DOCUMENT TEXT ▸
>>>>>
ENOUGH is a Rumpus series devoted to creating a dedicated space for essays, poetry, fiction, comics, and artwork by women and non-binary people that engage with rape culture, sexual assault, and domestic violence.
The series will run every Tuesday afternoon. Each week we will highlight different voices and stories.
Pleasure, Habit, or Force
Deb Wilson Frank
A quiz circulated among the kids at my school when I was about nine. It seemed like fun, so I tore a page from my notebook, and followed the instructions from my eleven-year-old interrogator.
“Number from one to twenty.”
I made a neat column down the left margin.
“Name? Birthday? Favorite color?”
Then: “What do people eat for? Pleasure, habit, or force?”
Not so easy.
Was my grandma cooking? My dad’s mother made scalloped potatoes, golden-crusted, and oozing with butter. And fresh-baked apple pie, cinnamon-scented and topped with vanilla ice cream. Pleasure!
Or was it my mother? Brownish puddle of burnt canned peas, and her version of meatloaf, a slab of grayish meat paste, sour and pungent like cat pee. Force. Which to choose? My mother cooked most of my meals, and a clean plate was mandatory.
I wrote, “Force.”
“Name a boy.”
I had a mad crush on Roger, who was tow-headed and rebellious, with the windswept look of a surfer dude. But was I going to confess about Roger? No way.
I wrote “Brian.” A safe choice; my younger cousin.
When I’d filled in all twenty blanks, I handed it over. That’s when I realized she was changing the questions—a bait and switch game.
“What do people kiss for?”
My answer? Force.
Who was doing the kissing?
Brian. I’d have been mortified if there were any Brians at my suburban Seattle school. I blushed anyway. But what was this about forced kisses? I didn’t know there was such a thing.
<<<<<
TASK SET ▸
- a) Answer these questions from the essay:
(i) On what day and at what time of day does the series run?
(ii) What did the narrator write for what people eat for?
(iii) How is Brian related to the narrator?
- b) Using the essay, explain why the narrator answered "Force" to the question about why people eat.
- c) Transcribe the part of the essay between "I had a mad" and "doing the kissing?", inclusive.
The listing after this is separate material with no connection to the essay.

(Image point grounding data)
>>>>>
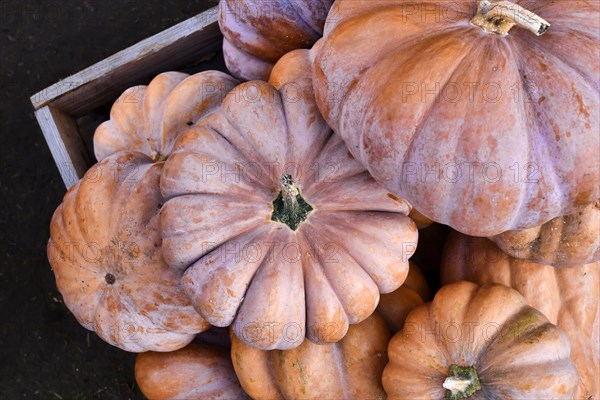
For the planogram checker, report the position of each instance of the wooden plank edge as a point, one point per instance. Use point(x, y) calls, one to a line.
point(64, 141)
point(135, 53)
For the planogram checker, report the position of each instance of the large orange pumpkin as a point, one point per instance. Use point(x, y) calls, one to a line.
point(284, 233)
point(258, 33)
point(347, 370)
point(196, 372)
point(566, 241)
point(478, 128)
point(479, 343)
point(105, 251)
point(569, 297)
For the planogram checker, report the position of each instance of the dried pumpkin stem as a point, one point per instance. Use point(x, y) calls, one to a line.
point(500, 16)
point(290, 207)
point(462, 382)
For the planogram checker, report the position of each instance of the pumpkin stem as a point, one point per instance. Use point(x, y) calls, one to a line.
point(290, 207)
point(500, 16)
point(461, 382)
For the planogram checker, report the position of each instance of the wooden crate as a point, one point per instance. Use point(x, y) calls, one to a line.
point(58, 107)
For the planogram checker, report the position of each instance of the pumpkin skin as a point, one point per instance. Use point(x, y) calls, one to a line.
point(523, 357)
point(196, 372)
point(481, 132)
point(348, 369)
point(105, 251)
point(566, 241)
point(395, 306)
point(354, 244)
point(568, 297)
point(256, 34)
point(148, 119)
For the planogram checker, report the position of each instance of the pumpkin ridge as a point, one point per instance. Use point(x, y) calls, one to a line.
point(301, 18)
point(242, 136)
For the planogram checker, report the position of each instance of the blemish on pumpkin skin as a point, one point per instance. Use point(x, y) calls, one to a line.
point(393, 197)
point(582, 110)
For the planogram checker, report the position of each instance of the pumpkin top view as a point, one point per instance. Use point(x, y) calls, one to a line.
point(284, 233)
point(479, 342)
point(148, 119)
point(483, 114)
point(104, 250)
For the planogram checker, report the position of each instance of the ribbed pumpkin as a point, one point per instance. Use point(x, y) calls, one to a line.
point(105, 251)
point(105, 243)
point(395, 306)
point(565, 241)
point(258, 33)
point(479, 343)
point(478, 127)
point(148, 119)
point(284, 233)
point(196, 372)
point(347, 370)
point(569, 297)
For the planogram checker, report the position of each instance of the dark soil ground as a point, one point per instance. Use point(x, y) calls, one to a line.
point(44, 352)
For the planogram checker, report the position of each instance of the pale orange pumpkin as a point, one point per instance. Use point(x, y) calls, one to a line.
point(284, 233)
point(569, 297)
point(395, 306)
point(479, 343)
point(105, 251)
point(148, 119)
point(479, 126)
point(565, 241)
point(347, 370)
point(105, 242)
point(196, 372)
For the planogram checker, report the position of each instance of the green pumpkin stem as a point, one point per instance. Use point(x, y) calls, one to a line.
point(290, 207)
point(499, 16)
point(461, 383)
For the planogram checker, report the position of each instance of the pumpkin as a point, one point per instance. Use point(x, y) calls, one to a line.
point(105, 251)
point(395, 306)
point(348, 369)
point(478, 343)
point(196, 372)
point(565, 241)
point(478, 127)
point(568, 297)
point(257, 33)
point(148, 119)
point(284, 233)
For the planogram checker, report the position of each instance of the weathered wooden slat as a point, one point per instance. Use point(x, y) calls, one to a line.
point(188, 41)
point(64, 141)
point(58, 106)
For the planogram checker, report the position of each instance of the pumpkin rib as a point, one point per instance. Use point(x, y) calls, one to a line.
point(432, 106)
point(540, 47)
point(302, 237)
point(363, 77)
point(452, 193)
point(292, 4)
point(242, 136)
point(546, 141)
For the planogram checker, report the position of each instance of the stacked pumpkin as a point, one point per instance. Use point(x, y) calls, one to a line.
point(282, 209)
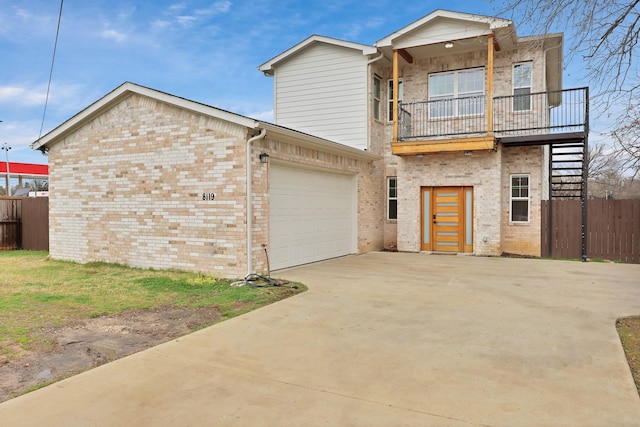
<<<<<
ANSWERS BY ITEM ▸
- a)
(i) Every Tuesday afternoon.
(ii) Force.
(iii) He is the narrator's younger cousin.

- b) The narrator's mother cooked most of the narrator's meals, and her food was unappetizing, like burnt canned peas and sour meatloaf. A clean plate was also mandatory, so eating felt forced rather than pleasurable.

- c)
I had a mad crush on Roger, who was tow-headed and rebellious, with the windswept look of a surfer dude. But was I going to confess about Roger? No way.
I wrote “Brian.” A safe choice; my younger cousin.
When I’d filled in all twenty blanks, I handed it over. That’s when I realized she was changing the questions—a bait and switch game.
“What do people kiss for?”
My answer? Force.
Who was doing the kissing?